══ DATASET ROWS ══

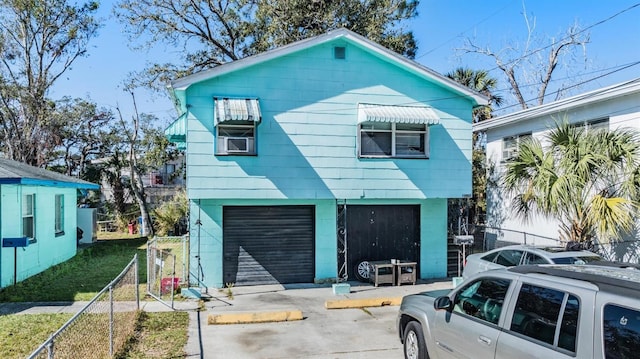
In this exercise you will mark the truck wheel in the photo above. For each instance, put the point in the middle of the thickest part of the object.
(414, 347)
(362, 270)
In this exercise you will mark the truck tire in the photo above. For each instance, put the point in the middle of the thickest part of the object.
(362, 270)
(414, 346)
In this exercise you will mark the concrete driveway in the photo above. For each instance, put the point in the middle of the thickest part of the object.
(322, 333)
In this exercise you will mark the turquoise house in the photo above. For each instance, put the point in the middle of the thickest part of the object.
(38, 219)
(310, 160)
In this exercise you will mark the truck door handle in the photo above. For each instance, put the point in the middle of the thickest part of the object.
(484, 340)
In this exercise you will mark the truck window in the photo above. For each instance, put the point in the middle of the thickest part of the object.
(509, 258)
(482, 299)
(538, 312)
(621, 332)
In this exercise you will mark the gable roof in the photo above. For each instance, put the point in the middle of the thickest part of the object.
(183, 83)
(13, 172)
(602, 94)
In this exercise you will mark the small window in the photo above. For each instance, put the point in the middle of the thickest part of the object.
(59, 214)
(532, 258)
(509, 258)
(621, 332)
(539, 310)
(382, 139)
(482, 299)
(491, 256)
(237, 138)
(510, 145)
(602, 123)
(28, 215)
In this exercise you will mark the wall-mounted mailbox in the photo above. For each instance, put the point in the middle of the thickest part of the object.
(15, 242)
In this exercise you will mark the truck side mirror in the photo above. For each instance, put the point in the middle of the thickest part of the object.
(442, 303)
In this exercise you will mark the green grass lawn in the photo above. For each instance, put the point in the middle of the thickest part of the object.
(81, 278)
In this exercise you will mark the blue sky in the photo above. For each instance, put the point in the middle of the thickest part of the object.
(440, 29)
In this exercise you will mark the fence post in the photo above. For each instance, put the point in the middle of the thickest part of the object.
(50, 354)
(137, 281)
(173, 281)
(111, 320)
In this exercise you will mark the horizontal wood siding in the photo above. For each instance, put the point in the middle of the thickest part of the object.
(49, 249)
(307, 140)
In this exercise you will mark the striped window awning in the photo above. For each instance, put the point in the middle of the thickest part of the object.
(236, 109)
(397, 114)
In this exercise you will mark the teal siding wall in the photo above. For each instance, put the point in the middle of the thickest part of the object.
(307, 150)
(206, 241)
(49, 250)
(433, 231)
(307, 140)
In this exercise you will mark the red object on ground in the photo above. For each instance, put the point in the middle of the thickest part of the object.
(165, 284)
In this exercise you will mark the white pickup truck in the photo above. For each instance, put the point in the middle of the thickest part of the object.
(556, 311)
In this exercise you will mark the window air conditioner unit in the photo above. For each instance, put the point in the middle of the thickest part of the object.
(238, 144)
(509, 153)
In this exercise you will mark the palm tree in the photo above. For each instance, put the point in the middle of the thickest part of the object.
(587, 179)
(479, 81)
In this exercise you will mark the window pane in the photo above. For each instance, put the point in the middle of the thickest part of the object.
(27, 205)
(235, 131)
(531, 258)
(509, 258)
(536, 313)
(375, 143)
(491, 256)
(621, 332)
(482, 299)
(27, 227)
(409, 143)
(569, 327)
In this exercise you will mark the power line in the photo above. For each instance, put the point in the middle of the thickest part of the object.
(464, 31)
(580, 83)
(568, 37)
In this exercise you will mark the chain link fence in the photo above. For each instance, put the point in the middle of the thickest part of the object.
(103, 326)
(167, 267)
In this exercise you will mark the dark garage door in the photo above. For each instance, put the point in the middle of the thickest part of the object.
(381, 232)
(268, 244)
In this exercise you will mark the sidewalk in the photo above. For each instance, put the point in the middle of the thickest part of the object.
(209, 341)
(75, 307)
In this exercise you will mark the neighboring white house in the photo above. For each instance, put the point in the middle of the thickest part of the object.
(611, 107)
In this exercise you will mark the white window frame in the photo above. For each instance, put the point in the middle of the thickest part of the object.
(59, 215)
(395, 130)
(235, 130)
(591, 125)
(510, 145)
(29, 215)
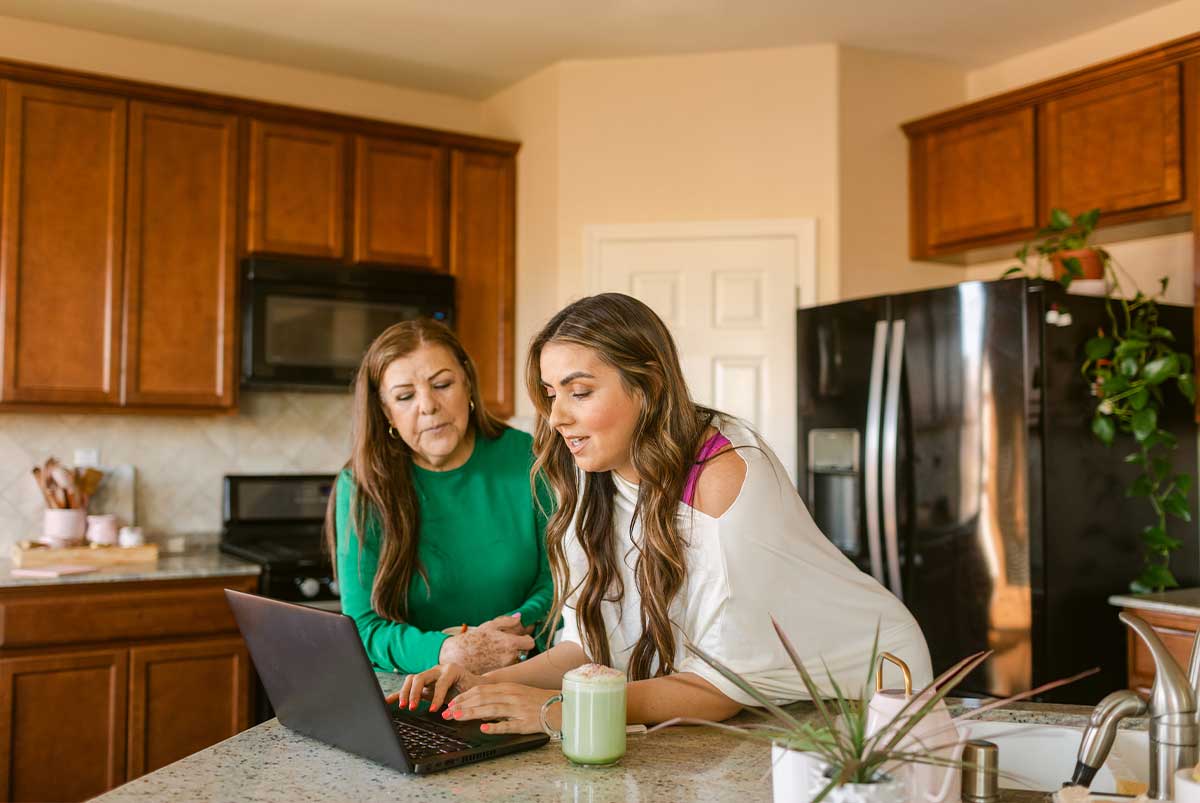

═══

WHAT THE TASK ASKS: Give every line of the records above as a numbered list, skipping blank lines and leaving the pictures out.

WRITTEN RESPONSE:
1. In this exercise you will mark the truck wheel in the photo above. For each instance, put the point in the middle of the thickest part of the object.
2. (414, 347)
3. (362, 270)
4. In this exercise you will mark the truck tire in the photo above. For each instance, put the point in the middle of the thickest part of the object.
5. (362, 270)
6. (414, 346)
7. In this exercise you will mark the concrete driveway in the photo above. For each instance, put the point in the middle of the thickest part of the object.
8. (322, 333)
9. In this exercise you will mark the turquoise house in the photo above. For each instance, put the point in the middle of the thickest part of the object.
10. (38, 219)
11. (310, 160)
12. In this exercise you will mark the truck door handle in the photo above. For each instance, put the point in the middle of the thickest part of the object.
13. (484, 340)
14. In this exercise you will mark the truck window in the photo above. For each instance, put the point in the middle of the thickest part of the object.
15. (509, 258)
16. (482, 299)
17. (538, 312)
18. (621, 332)
19. In this exercise you will mark the gable roof in the photo above. For each instance, put the point in the middle of the thickest part of the object.
20. (183, 83)
21. (13, 172)
22. (602, 94)
23. In this exercise you will mark the small window in the photo above. For each instance, put the point in the middle of the thickest part of the object.
24. (59, 214)
25. (532, 258)
26. (509, 258)
27. (621, 332)
28. (539, 310)
29. (382, 139)
30. (482, 299)
31. (491, 256)
32. (237, 138)
33. (510, 145)
34. (602, 123)
35. (28, 215)
36. In this exercise you will mark the wall-mounted mailbox in the photo above. For each instance, put the point in the middle of the thickest part of the object.
37. (15, 242)
38. In this exercise you will mark the truck side mirror in the photo above. For each instance, put the point in the middle of the thickest part of the object.
39. (442, 303)
40. In this exercise you will mark the green grass lawn in the photo above. For each instance, put the point in the middle of the thickest part of the object.
41. (81, 278)
42. In this exercise you will mark the blue sky in the photo above. For each instance, put the point in the middle of the thickest part of the object.
43. (440, 29)
44. In this exercise you will mark the fence post in the photo above. For each instance, put the point in the middle of the thickest part of the object.
45. (50, 354)
46. (137, 281)
47. (173, 281)
48. (111, 320)
49. In this exercise you will mark the horizontal wood siding in the photo above. For each instance, put the point in the middle of the thickest part of the object.
50. (49, 249)
51. (307, 140)
52. In this exercise you will mark the striped window awning in the photo above. For each instance, put the point in the middle of the thickest part of the object.
53. (236, 109)
54. (397, 114)
55. In this exercise you will mark the teal siding wall in the photo above. For each instance, put the point in the middle of the thickest part of the object.
56. (307, 150)
57. (206, 241)
58. (49, 250)
59. (433, 231)
60. (307, 140)
61. In this exercise you will mark the red object on ground in the photo above. For each instance, put the point in the middle of the thickest part of the object.
62. (165, 284)
63. In this exercise you will mark the white pickup truck in the photo above. For each instance, put the point in the middle of the thickest part of the object.
64. (556, 311)
65. In this exercise you will mark the window air conditioner unit in the photo above. For each instance, put the point in the middle of the thickest part of the object.
66. (238, 144)
67. (509, 153)
68. In this exercise you will mark the palm tree in the photo above. For each instance, put the point in the middle of the thickest part of the object.
69. (587, 179)
70. (479, 81)
71. In this exercise you will mark the window pane in the photo above. For each instance, put the point in the middle of the thickest part of the object.
72. (27, 205)
73. (235, 131)
74. (531, 258)
75. (509, 258)
76. (536, 313)
77. (375, 143)
78. (491, 256)
79. (621, 332)
80. (482, 299)
81. (27, 227)
82. (409, 143)
83. (569, 327)
84. In this exercise you will mark the power line in the photo above. For each instance, put the point in the middle of the thickest part of the object.
85. (464, 31)
86. (580, 83)
87. (568, 37)
88. In this exercise you will mark the chain link fence in the photo above. For each instance, put the point in the middle of the thickest part of the object.
89. (103, 326)
90. (167, 267)
91. In this exercise you will mark the dark garage door in the photo above. For each instance, put the point in the middle of the thickest part of the object.
92. (381, 232)
93. (268, 244)
94. In this exercise you will mark the sidewalk in the photo above. For each instance, put the point in the middle of the thickest part of the object.
95. (209, 341)
96. (75, 307)
97. In this exercise you will mark the neighboring white house in the photo above. For each instance, put the point in the middle of the thickest part of the object.
98. (611, 107)
99. In this exercise you will mark the white window frame in the photo above. For each instance, put the point in the middle of the thickest part of the object.
100. (59, 215)
101. (395, 130)
102. (235, 130)
103. (591, 125)
104. (510, 145)
105. (29, 215)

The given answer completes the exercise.